*CONSIGNE:*
Prolongez le texte sur Ahmed et sa rencontre avec Léon Zyguel, rescapé d'Auschwitz, en reprenant juste après sa dernière phrase.

*EXTRAIT FOURNI:*
:::::

La rencontre avec Léon Zyguel, rescapé d'Auschwitz

Ahmed rencontre plusieurs rescapés des camps de concentration à la préfecture du Val-de-Marne où sa mère travaille comme agent de service. Il est bouleversé par le destin de Léon. Cet ancien parisien d'origine juive polonaise qui a été arrêté à l'âge de 14 ans avec sa famille (son père, un métallo syndiqué, son frère et sa soeur) lui expose le quotidien des déportés : le tatouage du matricule, la faim, les maladies et les souffrances, les interminables marches d'un camp à l'autre, la mort des proches, la culpabilité du survivant. Il lui fait surtout cette incroyable confidence quant à la perspective d'un retour à la "vie normale" : "Je revois cette histoire dans laquelle je marche toujours, mais sous un jour glorieux. Je m'offre un mythe, je mets des mots comme des cannes pour tenir debout, vers demain (...) La fiction, c'est la meilleure distance au réel quand il est incompréhensible, bombe à fragmenter la logique, le sens. Je pose un autre paysage, de mots celui-ci, pour retrouver une direction. Une envie, si infime soit-elle, de respirer l'air de ce monde-ci quelques minutes de plus." C'est dans le souci de témoigner auprès des jeunes générations qu'il fonde le Comité Tlemcen composé d'amis de l'école primaire de la rue de Tlemcen. Ils publient ensemble des articles, posent des plaques commémoratives sur les façades de 63 écoles de l'Est Parisien et se déplacent dans les établissements scolaires : "Moi maintenant, ça me fait du bien de répéter toujours la même histoire, la mienne, celle des autres. Parce que je suis une exception d'avoir survécu, les autres aussi, de n'avoir pas survécu. Si les jeunes générations peuvent être touchées, elles sont sauvées. Si elles évaluent le risque à laisser les hommes abandonner l'humanité, le passé aussi est sauvé."

Histoire de rêver en vrai

Parallèlement à l'obtention d'un bac STG (Sciences et Technologies de la Gestion), Ahmed passe des castings (il joue un rôle dans Les Petits Princes, un film sur le football) et se consacre à l'écriture. Il reçoit un coup de pouce de Marie-Castille Mention-Schaar (scénariste, réalisatrice et productrice du film Ma première fois) pour co-écrire le scénario du film Les Héritiers grâce auquel il souhaite transmettre une sorte de morale : "Précisément parce que, au départ, je suis mal placé, pour cela, pour la morale. Mais justement j'ai compris qu'on peut toujours gagner, qu'on peut toujours sortir de la cité. Les enclaves, c'est nous qui les créons. Il suffit de les nier pour qu'elles disparaissent."

:::::

*DONNÉES FOURNIES:*
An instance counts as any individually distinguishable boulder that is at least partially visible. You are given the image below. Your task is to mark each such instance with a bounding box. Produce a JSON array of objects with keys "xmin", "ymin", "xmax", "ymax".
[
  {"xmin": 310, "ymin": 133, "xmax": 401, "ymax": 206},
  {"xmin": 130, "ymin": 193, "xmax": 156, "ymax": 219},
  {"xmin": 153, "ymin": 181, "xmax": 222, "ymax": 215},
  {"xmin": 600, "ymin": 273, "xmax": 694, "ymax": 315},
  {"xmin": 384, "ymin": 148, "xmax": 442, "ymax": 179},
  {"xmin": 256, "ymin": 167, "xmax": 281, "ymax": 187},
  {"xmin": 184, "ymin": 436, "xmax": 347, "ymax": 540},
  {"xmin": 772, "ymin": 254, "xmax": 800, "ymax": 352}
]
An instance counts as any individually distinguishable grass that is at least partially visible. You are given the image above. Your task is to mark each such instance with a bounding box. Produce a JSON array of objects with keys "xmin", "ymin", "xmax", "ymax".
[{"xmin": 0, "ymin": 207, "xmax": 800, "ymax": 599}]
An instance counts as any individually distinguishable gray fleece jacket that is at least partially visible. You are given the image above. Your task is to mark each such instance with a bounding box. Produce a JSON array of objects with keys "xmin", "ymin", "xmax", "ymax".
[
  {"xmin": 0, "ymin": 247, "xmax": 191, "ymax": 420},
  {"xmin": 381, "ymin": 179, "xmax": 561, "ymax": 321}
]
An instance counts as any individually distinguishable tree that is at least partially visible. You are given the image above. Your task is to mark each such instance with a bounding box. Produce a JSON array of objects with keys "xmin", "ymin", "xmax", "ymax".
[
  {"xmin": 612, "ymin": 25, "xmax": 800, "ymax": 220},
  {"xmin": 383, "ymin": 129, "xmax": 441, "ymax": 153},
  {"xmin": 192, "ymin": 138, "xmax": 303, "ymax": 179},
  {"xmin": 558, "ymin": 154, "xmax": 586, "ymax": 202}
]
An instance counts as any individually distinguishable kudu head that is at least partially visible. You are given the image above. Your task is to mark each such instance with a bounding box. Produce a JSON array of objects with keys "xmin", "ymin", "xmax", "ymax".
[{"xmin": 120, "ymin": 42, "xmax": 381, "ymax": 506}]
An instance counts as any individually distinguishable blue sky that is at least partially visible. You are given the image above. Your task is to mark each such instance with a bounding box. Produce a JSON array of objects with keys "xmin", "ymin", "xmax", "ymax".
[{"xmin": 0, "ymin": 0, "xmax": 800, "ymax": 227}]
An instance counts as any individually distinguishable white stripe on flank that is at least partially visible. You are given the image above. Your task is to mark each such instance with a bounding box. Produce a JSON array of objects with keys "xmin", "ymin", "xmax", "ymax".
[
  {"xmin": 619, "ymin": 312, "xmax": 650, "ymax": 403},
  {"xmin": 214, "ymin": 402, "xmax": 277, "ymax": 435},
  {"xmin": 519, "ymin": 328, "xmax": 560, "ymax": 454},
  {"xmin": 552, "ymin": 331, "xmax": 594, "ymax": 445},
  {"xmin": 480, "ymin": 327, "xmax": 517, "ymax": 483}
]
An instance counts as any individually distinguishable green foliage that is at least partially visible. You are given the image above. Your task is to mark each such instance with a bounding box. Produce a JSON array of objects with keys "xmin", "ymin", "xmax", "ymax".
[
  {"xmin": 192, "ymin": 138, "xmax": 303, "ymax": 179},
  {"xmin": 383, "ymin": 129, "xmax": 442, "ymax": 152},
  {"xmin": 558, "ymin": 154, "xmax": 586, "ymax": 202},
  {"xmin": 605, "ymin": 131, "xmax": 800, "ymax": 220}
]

:::::

*CORRIGÉ DE L'EXERCICE:*
Comprendre l'histoire  

Au premier étage du Mémorial de la Shoah, Ahmed Dramé découvre l'histoire émouvante de Jesse Owens grâce à une exposition sur les Jeux olympiques de Berlin en 1936. Il s'agit du premier athlète noir à avoir acquis une notoriété à travers le monde en remportant une quadruple médaille d'or (il monte sur le podium en présence d'Hitler).

En effectuant des recherches sur les grandes figures humanistes qui ont éclairé d'autres jeunes artistes contemporains tels que le chanteur Abd Al Malik et le footballeur Lilian Thuram* (auteur de Mes étoiles noires : De Lucy à Barack Obama et Manifeste pour l'égalité), impliqués dans l'éducation contre le racisme, je suis tombée sur les incroyables autoportraits de Samuel Fosso ci-dessous. Il me semble qu'il devrait être obligatoire d'aborder à l'école la lutte des hommes qui ont contribué au rapprochement des peuples comme par exemple Ghandi, Martin Luther King, Che Guevara, René Cassin, Andreï Sakharov, Nelson Mandela, Elie Wiesel, Yasser Arafat et dernièrement Malala (militante pakistanaise de 17 ans, la plus jeune lauréate du prix Nobel de la paix).

* http://www.thuram.org/site/


African Spirits, Samuel Fosso (2008)


Les autoportraits de Samuel Fosso ont été présentés à la Maison des Arts de Créteil en 2010. Le photographe camerounais investit l'identité iconique de personnages fondamentaux des Indépendances Africaines, du Mouvement des Droits Civiques Américains ou de la culture des deux : Léopold Sédar Senghor, Keïta Seydou, Nelson Mandela, Malcom X, Aimé Césaire, Angela Davis, Tommie Smith, Muhamad Ali.